Provided passage:
==*==
In all of the embodiments of the invention which follow, a sensor 14 or other type of information collector is employed within or adjacent an opening (not shown) in the inflatable tool which serves to allow fluid to enter the tool to inflate it. One preferred sensor is a pressure sensor disposed preferably adjacent to the packer. The sensor is preprogrammed to include a threshold differential pressure between the tool and the annulus before sending a millivolt impulse signal to the downhole controller 16 which, in turn, will activate the communicator 18. The pressure differential programmed into the sensor will be that pressure which has been predetermined to provide complete inflation of the inflatable tool. One of the other types of information collectors presently preferred is a fluid displacement device which would be located at the entrance to the inflatable portion of the inflatable tool. The device would replace or be in addition to sensor 14 and therefore is contemplated in the same flow chart box as is identified by numeral 14. In the case of the fluid displacement device, the amount of fluid flowing therepast is measured and when a threshold amount has passed, having been determined previously to be sufficient to completely deploy the inflatable element, the device sends an impulse to the controller 16 and the process continues as set forth above. In another embodiment of the invention, one or more strain gauges are employed as the sensor 14. These gauges are preferably mounted directly in the rubber cover of the packer and measure contact pressure with the open borehole or cased holes. Each of these embodiments of information collection are disposed proximately to where the information can most easily be accessed and therefore are quite reliable. With either embodiment the controller 16 is clearly advised that the inflatable tool 12 is deployed.
Communicating the information contained in the controller to the surface can be accomplished in a number of ways through a communicator 18 but preferably is by opening an atmospheric chamber, generating an electromagnetic pulse or by employing acoustic telemetry.
In the first preferred communication embodiment, a atmospheric chamber of about 150 to about 250 cubic inches in volume is built into the inflatable tool or is in a sub attached to the tool in proximty thereto. The chamber is openable at the instance of the controller. The atmospheric chamber is in effect the communicator 18 because when the chamber opens due to an action of controller 16, the chamber is rapidly flooded with fluid sufficiently to create a negative pressure pulse that is easily readable at the surface by surface detector 20. In this embodiment, surface detector 20 is a specially sensitive gauge the same gauge monitoring applied pressure. The pressure pulse read by detector 20 is then relayed either electronically to a computer 22 or directly to a technician by sight.
In an alternate iteration of the first embodiment, two atmospheric chambers are provided. The two chambers are opened at different times, the lapse of time between each negative pressure pulse produced thereby being correlated to the amount of actual pressure within the inflatable element. This provides valuable information uphole about the actual status of the inflatable element. In operation, the sensor or other information device 14 generates an impulse at a first differential value as discussed above. This is communicated to the controller which may immediately open a chamber or may time delay the opening to provide an opportunity for shut down of the rig pump. The pressure pulses are then more easily read at the surface. The first differential value is a minimum amount of pressure or fluid influx (or other predetermined parameter) to the inflatable element 12. In this alternate construction, a second impulse is generated when pressure stops climbing or fluid ceases to move into the element at a predetermined appreciable rate. Controller 16 is preprogrammed with a series of possible pressure ranges and is directed to open a second chamber a predetermined amount of time after the first depending upon which preprogrammed pressure range the sensor has signaled to the controller. Where a time delay for opening the first chamber is used to get beyond the time pumping is occurring, each of the signals will be easily measured at the surface and the time between the signals will provide information as to which final pressure range the element is in (e.g. between 875 and 925 psi the controller will wait 60 seconds between opening of chambers).
==*==
Task objective:
Answer these from the passage on the inflatable downhole tool:
1. What volume is given for the atmospheric chamber in the first preferred communication embodiment?
2. Where are the strain gauges preferably mounted?
3. In the example for the two-chamber iteration, how long does the controller wait between opening the chambers when the pressure is between 875 and 925 psi?

[Photo object pointing material]
==*==
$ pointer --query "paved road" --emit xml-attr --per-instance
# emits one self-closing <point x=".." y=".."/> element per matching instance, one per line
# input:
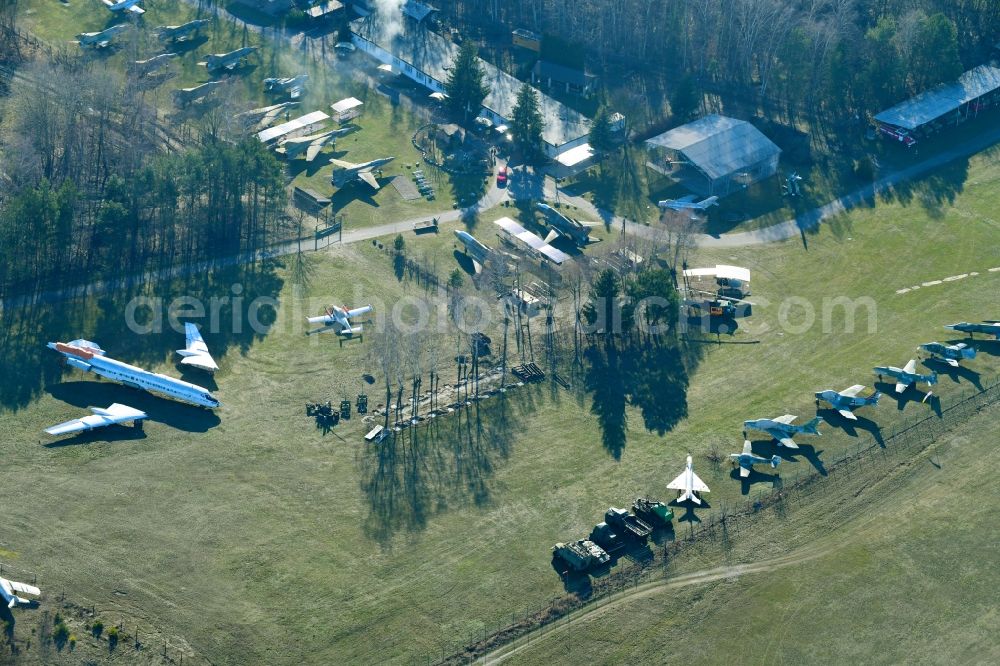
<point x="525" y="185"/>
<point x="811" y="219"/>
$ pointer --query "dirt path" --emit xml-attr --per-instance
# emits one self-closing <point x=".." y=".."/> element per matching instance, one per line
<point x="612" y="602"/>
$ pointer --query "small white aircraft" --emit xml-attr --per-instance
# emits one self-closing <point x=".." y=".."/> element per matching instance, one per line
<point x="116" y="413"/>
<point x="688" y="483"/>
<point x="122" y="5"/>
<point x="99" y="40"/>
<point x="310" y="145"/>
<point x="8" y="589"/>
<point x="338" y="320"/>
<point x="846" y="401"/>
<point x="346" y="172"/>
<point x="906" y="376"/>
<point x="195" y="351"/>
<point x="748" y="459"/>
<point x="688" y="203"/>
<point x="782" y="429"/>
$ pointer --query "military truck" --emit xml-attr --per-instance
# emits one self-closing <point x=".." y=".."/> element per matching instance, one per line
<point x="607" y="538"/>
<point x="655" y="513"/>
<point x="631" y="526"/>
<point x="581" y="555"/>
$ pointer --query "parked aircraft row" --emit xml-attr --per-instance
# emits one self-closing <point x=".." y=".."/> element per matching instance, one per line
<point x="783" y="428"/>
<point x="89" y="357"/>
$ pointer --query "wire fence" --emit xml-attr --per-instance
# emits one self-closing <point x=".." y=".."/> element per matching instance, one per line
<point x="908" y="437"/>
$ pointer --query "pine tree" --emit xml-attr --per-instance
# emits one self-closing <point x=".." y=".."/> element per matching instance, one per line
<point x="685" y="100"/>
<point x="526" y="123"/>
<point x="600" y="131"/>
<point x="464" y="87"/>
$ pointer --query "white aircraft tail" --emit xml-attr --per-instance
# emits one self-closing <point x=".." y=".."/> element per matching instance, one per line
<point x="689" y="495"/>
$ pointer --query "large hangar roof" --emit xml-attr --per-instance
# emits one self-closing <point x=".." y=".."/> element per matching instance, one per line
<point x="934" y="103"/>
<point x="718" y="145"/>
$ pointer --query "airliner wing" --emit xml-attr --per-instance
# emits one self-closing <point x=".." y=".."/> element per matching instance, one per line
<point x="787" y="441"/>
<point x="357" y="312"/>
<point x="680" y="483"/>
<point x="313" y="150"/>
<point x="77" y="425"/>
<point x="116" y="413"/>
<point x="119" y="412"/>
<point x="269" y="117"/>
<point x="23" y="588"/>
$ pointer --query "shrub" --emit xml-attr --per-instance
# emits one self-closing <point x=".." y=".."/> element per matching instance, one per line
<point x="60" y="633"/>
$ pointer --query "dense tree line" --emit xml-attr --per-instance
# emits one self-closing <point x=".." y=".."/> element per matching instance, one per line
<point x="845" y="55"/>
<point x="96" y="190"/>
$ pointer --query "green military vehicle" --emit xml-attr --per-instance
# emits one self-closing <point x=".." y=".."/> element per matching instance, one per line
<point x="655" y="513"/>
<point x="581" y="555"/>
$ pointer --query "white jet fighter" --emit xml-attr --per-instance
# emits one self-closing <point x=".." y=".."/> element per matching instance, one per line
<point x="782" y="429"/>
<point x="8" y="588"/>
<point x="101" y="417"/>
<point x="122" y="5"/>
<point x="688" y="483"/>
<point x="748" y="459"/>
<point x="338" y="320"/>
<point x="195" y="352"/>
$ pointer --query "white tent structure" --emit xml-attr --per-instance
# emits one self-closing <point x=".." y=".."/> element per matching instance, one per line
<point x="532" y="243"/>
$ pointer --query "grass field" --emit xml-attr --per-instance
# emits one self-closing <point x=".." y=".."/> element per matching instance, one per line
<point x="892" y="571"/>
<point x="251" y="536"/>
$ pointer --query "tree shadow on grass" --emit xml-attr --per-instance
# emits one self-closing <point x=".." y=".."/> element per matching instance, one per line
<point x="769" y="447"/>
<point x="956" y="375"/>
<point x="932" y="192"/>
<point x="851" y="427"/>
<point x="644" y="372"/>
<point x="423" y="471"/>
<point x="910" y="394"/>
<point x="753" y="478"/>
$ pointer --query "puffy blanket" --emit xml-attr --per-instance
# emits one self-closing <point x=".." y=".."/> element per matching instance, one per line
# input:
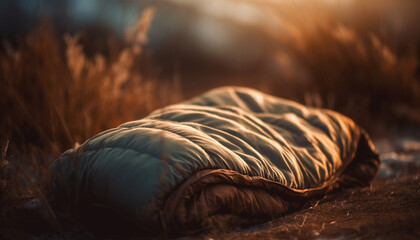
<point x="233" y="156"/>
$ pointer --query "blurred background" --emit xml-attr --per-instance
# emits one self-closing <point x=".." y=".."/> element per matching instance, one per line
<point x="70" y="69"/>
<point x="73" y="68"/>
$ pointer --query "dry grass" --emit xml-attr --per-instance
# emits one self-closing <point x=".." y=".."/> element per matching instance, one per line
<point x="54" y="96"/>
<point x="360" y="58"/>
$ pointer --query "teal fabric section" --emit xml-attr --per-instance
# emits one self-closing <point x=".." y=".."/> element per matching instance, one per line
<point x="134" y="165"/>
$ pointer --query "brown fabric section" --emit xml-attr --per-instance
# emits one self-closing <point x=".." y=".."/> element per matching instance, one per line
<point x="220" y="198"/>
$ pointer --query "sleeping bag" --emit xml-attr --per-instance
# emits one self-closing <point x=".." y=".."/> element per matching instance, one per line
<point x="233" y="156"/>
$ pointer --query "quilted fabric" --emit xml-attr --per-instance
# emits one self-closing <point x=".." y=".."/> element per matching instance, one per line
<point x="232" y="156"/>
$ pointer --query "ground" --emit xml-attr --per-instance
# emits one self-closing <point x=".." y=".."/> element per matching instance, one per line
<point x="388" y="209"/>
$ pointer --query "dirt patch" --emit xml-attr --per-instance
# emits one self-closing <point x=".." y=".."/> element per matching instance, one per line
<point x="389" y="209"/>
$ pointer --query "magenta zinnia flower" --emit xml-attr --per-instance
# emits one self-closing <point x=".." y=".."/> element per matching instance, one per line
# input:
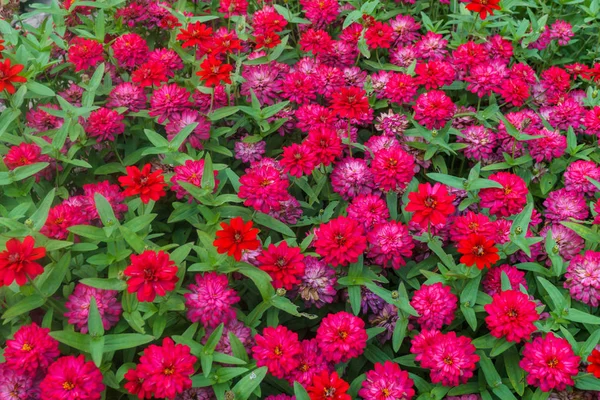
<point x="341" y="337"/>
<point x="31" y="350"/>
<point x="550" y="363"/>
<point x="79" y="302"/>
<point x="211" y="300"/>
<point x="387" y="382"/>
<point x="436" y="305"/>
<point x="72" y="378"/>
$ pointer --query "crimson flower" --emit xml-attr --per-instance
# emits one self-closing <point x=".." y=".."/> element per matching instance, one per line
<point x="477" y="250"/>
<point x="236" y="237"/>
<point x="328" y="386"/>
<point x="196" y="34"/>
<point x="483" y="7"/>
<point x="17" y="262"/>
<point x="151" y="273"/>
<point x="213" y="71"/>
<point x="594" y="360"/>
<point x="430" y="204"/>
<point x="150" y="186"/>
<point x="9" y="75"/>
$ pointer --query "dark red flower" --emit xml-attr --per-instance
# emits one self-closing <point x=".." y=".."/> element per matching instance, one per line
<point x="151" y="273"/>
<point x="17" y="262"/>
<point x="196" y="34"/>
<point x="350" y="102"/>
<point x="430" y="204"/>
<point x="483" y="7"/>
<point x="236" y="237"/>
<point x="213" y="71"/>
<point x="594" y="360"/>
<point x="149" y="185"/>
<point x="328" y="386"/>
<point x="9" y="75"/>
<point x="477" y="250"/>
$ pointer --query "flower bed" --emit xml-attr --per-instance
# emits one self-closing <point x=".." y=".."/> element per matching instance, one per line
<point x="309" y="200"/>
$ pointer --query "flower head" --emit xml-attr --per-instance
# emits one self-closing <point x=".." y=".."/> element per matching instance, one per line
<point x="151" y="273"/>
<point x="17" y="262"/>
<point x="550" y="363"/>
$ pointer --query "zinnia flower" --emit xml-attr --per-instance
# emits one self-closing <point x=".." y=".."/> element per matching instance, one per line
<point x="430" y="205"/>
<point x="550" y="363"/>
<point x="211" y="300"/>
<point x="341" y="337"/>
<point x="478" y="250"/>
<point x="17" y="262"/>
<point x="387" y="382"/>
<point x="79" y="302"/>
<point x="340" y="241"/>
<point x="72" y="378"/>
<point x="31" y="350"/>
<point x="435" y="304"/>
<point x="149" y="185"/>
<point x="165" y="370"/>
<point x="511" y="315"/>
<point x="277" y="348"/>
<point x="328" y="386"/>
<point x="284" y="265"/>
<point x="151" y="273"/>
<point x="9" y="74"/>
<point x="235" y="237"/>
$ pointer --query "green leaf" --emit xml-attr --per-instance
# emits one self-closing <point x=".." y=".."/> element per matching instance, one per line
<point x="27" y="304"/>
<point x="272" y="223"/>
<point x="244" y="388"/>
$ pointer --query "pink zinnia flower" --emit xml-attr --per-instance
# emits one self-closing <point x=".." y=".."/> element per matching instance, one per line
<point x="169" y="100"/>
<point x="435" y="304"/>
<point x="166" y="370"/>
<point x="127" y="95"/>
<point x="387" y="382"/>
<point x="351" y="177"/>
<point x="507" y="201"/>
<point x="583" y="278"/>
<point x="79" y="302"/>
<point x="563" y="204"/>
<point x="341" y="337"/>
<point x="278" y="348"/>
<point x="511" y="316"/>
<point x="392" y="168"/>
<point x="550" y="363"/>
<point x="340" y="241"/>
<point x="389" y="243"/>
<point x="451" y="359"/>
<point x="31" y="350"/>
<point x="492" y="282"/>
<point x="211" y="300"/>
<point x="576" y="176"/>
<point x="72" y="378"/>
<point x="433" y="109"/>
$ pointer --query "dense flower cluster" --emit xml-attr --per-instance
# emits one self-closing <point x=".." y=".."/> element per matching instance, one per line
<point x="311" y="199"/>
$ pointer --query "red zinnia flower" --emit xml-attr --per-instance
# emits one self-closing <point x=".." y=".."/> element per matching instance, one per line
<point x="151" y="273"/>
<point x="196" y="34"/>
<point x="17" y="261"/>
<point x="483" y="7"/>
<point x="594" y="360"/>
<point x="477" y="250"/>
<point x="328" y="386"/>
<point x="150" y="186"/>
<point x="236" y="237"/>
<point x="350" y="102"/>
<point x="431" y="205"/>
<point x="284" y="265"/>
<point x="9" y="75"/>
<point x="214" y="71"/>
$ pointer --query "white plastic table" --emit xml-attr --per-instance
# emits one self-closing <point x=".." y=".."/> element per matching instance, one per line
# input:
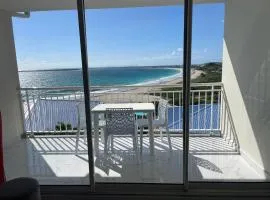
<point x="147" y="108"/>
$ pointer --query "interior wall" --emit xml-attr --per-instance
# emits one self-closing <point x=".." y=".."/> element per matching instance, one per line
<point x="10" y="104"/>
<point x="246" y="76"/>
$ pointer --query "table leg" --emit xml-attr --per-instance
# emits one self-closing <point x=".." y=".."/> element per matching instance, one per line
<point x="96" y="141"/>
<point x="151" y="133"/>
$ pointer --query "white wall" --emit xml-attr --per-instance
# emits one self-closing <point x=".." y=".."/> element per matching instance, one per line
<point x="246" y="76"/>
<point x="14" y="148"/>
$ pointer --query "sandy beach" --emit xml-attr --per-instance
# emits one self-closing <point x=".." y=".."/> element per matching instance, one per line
==*==
Response to the task:
1. About 150 to about 250 cubic inches.
2. Directly in the rubber cover of the packer.
3. 60 seconds.